It should be noted that whenever using products such as glues and paints that proper ventilation is required. Certain products listed are solvent-based and can eat through materials that they’re not supposed to be used on. So like the saying “measure twice, cut once” when cutting wood, make sure you know what materials are safe for your various model railroading adhesives and glues. Follow all product instructions and safety guidelines when using them.

White glue

A bottle of Elmer’s white glue
White glue like Elmer’s Glue-All is useful for bonding porous materials like wood and paper. It also works well to glue scenery materials to layouts. Bryson Sleppy photo

White glue is a synthetic polyvinyl acetate emulsion adhesive that dries clear. At full strength, it’s useful for bonding wood and similarly porous materials. It’s commonly thinned with water to apply scenery texturing materials. White glue is useful for applying scenery materials such as ground foam and trees to model railroad layouts.

Wood glue

Three bottles of glue on a workbench
Not all wood glues are created equal. Choosing the correct glue will ensure your structure will stay together for years to come. Titebond original (right) is an interior formula, making it a poor choice for an outdoor project. Steve Sweeney photo

These glues are part of a family of aliphatic resins with different setting and bonding characteristics useful for models made of wood, paper, and other porous materials. Carpenter’s glue will clean up with water but doesn’t soften with water once it cures.

#### To be done:
1) Decide whether each statement below agrees with the passage on model railroading glues. Answer yes or no for each, quoting the words of the passage that settle it.
(a) White glue dries clear.
(b) Titebond original is a good choice for an outdoor project.
(c) Carpenter's glue softens with water after it cures.
2) Answer these questions using the passage on model railroading glues.
(a) What is required whenever products such as glues and paints are used?
(b) What is white glue commonly thinned with to apply scenery texturing materials?
(c) What family of resins do the wood glues belong to?
3) Reproduce part of the passage on model railroading glues word for word. Begin at the words "Three bottles of" and stop after "once it cures.".

[Items from a data source]
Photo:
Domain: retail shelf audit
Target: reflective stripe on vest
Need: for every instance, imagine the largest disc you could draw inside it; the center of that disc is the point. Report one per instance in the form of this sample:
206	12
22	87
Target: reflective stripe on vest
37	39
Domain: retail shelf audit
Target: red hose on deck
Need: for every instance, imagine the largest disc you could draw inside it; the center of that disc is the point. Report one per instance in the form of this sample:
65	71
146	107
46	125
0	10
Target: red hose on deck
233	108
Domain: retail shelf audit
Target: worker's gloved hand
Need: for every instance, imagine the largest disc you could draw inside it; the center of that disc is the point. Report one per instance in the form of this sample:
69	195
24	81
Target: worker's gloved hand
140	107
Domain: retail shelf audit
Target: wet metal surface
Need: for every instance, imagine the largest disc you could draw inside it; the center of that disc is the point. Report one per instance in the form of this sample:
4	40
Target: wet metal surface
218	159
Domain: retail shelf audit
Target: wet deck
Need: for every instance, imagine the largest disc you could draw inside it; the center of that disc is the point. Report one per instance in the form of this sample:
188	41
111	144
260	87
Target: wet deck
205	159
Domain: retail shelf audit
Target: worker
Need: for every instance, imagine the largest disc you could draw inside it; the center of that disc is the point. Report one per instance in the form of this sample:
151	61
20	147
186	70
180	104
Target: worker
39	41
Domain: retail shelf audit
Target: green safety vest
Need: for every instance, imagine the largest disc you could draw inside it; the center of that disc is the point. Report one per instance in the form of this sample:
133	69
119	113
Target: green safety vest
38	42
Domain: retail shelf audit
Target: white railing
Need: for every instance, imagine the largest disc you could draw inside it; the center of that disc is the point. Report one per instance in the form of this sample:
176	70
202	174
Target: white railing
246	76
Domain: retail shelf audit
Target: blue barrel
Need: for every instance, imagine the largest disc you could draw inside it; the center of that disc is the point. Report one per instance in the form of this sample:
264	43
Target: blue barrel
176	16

#### Solved problems:
1)
(a) Yes: "dries clear"
(b) No: "making it a poor choice for an outdoor project"
(c) No: "doesn’t soften with water once it cures"

2)
(a) Proper ventilation
(b) Water
(c) Aliphatic resins

3)
Three bottles of glue on a workbench
Not all wood glues are created equal. Choosing the correct glue will ensure your structure will stay together for years to come. Titebond original (right) is an interior formula, making it a poor choice for an outdoor project. Steve Sweeney photo

These glues are part of a family of aliphatic resins with different setting and bonding characteristics useful for models made of wood, paper, and other porous materials. Carpenter’s glue will clean up with water but doesn’t soften with water once it cures.